PROMPT = Please give the year Michie Mee emerged on the hip-hop scene, according to the Michie Mee article.

SOURCE DOCUMENT =
•••

Photo Courtesy of Ernie Paniccioli
This story originally appeared on Noisey Canada.
Before there was a Drake, Kardinal Offishal was the poster boy for Toronto's rap scene. Before Kardinal Offishal, Maestro Fresh Wes held that title. But it was Michie Mee, the first Canadian MC to sign to a major record label in the U.S., who helped inspire a slew of artists—including Maestro Fresh Wes who would later emerge with his classic “Let Your Backbone Slide” single.
On the mic, perhaps because of her frequent visits to her aunt’s house to hip-hop’s birthplace in the Bronx, Michie could assume the persona of a New York-bred MC, but could also effortlessly slip into to chatting like a dancehall DJ tapping into her Jamaican heritage. Recently, Drake drew a mixed reaction for his use of a West Indian-tinged accent in his short film Jungle, the film released as a visual complement to If You’re Reading This It’s Too Late. But history has a way of repeating itself, as Michie Mee can attest to. “We really wanted to bring the dancehall element which was [with] a Jamaican accent,” says Michie Mee reflecting on her emergence on to the hip-hop scene back in 1985.
“Being in Canada I was even criticized at one point that my accent wasn’t heavy Jamaican enough when we first started.” Blending her own heritage with her contemporary influences, Michie Mee’s urge to add dancehall elements was honed and unwittingly mentored by direct contact through pivotal and influential figures in West Indian and hip-hop culture. The legendary Miss Lou, MC Lyte and KRS-One are just a few of the people that had direct effects on the life and music of Michie Mee.

•••

(Items from a data source)
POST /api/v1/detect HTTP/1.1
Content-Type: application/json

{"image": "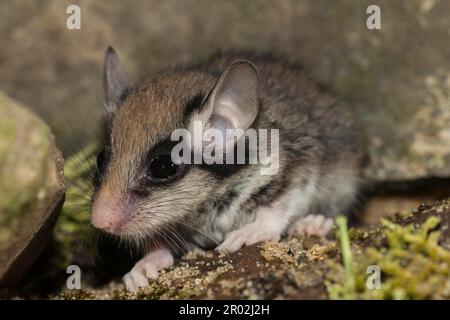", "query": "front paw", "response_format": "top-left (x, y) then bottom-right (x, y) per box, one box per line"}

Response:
top-left (122, 248), bottom-right (174, 291)
top-left (217, 222), bottom-right (281, 252)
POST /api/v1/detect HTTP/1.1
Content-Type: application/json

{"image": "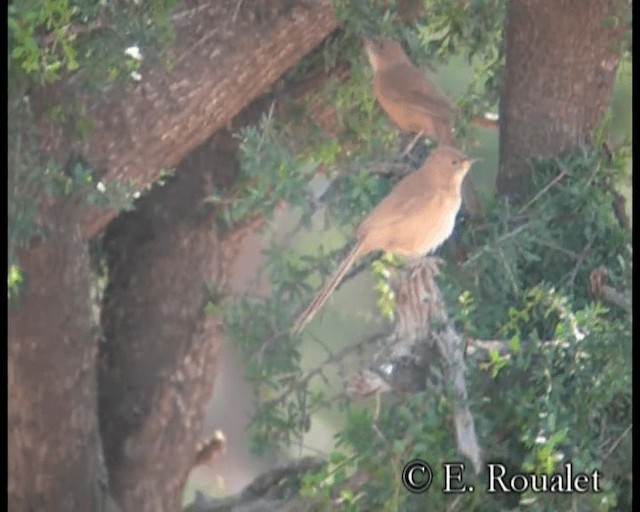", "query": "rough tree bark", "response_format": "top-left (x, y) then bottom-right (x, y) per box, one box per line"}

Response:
top-left (77, 0), bottom-right (337, 238)
top-left (7, 202), bottom-right (106, 511)
top-left (8, 0), bottom-right (336, 511)
top-left (497, 0), bottom-right (629, 196)
top-left (99, 138), bottom-right (231, 511)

•••

RESULT OF THIS TASK = 1985